What you are asked to do >> Below is a set of entries; give all of them again exactly.

┌─ Material shown

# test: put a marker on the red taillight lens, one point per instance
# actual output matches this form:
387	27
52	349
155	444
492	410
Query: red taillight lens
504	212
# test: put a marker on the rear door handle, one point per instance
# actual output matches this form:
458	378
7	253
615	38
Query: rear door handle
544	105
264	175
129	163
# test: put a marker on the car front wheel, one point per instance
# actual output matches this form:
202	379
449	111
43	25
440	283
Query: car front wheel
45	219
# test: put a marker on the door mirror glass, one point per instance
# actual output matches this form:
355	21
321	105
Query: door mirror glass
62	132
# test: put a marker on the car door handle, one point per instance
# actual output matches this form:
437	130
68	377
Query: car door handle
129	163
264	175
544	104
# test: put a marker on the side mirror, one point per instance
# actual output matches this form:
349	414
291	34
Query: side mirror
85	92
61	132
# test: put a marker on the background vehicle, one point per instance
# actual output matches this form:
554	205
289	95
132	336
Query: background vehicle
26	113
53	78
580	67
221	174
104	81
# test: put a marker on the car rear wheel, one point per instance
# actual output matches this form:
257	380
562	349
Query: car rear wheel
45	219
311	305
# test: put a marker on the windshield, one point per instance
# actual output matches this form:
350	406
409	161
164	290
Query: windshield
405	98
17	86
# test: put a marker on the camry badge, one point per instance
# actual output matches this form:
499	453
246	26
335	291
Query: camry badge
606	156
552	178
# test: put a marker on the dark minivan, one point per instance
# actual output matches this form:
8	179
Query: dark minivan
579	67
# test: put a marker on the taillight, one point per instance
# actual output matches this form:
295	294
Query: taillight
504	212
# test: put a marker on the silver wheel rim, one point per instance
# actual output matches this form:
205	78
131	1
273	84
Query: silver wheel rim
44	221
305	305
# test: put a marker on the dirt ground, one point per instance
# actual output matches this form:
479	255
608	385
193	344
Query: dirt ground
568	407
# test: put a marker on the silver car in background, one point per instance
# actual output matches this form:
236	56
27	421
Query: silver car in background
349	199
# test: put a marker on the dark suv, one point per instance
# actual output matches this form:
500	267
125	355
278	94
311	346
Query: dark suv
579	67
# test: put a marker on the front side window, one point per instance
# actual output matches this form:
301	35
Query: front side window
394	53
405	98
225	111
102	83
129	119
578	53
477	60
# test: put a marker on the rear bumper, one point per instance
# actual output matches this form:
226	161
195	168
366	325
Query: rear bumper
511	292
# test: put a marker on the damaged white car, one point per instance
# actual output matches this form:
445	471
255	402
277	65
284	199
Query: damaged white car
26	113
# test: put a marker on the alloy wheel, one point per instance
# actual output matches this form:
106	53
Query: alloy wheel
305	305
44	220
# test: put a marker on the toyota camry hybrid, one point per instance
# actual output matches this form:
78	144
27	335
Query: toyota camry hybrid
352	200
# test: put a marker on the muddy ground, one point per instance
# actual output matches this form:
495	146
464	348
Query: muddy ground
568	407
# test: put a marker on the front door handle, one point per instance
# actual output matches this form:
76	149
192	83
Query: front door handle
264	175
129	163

└─

Final answer >>
# test: put a marker on the red taillight lens, one point per instance
# actual output matches this form:
387	27
52	349
155	444
492	410
Query: red taillight lens
504	212
# test: put a marker on the rear door handle, one point per instance
# actual output matches this form:
458	378
7	253
615	38
Query: rear door handle
544	105
264	175
129	163
# test: put a marker on the car front wheel, one point per instance
# actual output matches this form:
202	379
449	111
43	25
440	283
Query: car front wheel
45	219
# test: put a marker on the door mirror glass, one point per instance
# actual output matches this form:
355	21
321	105
Query: door mirror glass
62	132
# test: put a marker on the car door handle, one point per instance
# actual output matches this form:
437	130
68	377
Query: car door handle
129	163
264	175
544	104
# test: put a marker on the side mirror, one point per instance
# actual output matches this form:
349	414
291	34
Query: side mirror
85	92
61	132
# test: put a marker on the background vehicle, one point per instance
# actual output matches this form:
554	205
289	95
132	336
Query: background vehicle
26	113
53	78
580	67
221	174
104	81
# test: put a marker on the car rear wheel, one point per instance
# actual output matches this form:
257	380
562	349
Query: car rear wheel
45	219
311	305
# test: put a marker on the windshield, one point per instance
# actual output matches this form:
350	406
409	161
164	290
Query: windshield
405	98
17	86
# test: put a marker on the camry badge, one point per instance
# actual output matches this form:
499	453
246	26
335	291
Query: camry badge
606	156
552	178
# test: put a marker on the dark minivan, one point per instance
# actual output matches this form:
8	179
Query: dark minivan
579	67
# test: put a marker on the taillight, one point per instance
# actual output matches this form:
295	294
Query: taillight
504	212
# test: put a marker on the silver wheel rim, one point per instance
# actual output matches this form:
205	78
131	1
273	84
Query: silver wheel rim
44	221
305	305
# test: put a marker on the dirt ground, one point per instance
# actual output matches this form:
479	255
608	385
193	344
Query: dirt ground
568	407
# test: put a marker on the silver car in background, one point per instance
# actual output matches this form:
236	56
27	421
Query: silver car in background
349	199
# test: put a marker on the dark suv, one point per instance
# actual output matches this form:
500	267
125	355
278	94
311	346
Query: dark suv
579	67
# test: put a marker on the front side window, one point per instance
# actual output matches this form:
301	35
Query: front side window
394	53
405	98
225	111
102	83
129	119
578	53
477	60
# test: put a marker on the rear bumper, one point per instance
# actual output matches this form:
226	161
195	168
366	325
Query: rear bumper
511	292
# test: put a marker on the damaged white car, one point per instance
# actual output matches this form:
445	471
255	402
277	65
284	199
Query: damaged white car
26	113
# test: put a marker on the alloy wheel, one point per instance
# actual output matches this form:
106	53
Query: alloy wheel
305	305
44	220
# test: put a marker on the toyota camry hybrid, one point per instance
# actual output matches this form:
78	144
27	335
Query: toyota camry hybrid
352	200
# test: put a marker on the muddy ground, one point per instance
# actual output matches this form:
495	146
464	348
Query: muddy ground
568	407
# test: put a marker on the front door handle, one point per instance
# actual output matches this form:
76	149
192	83
Query: front door handle
264	175
129	163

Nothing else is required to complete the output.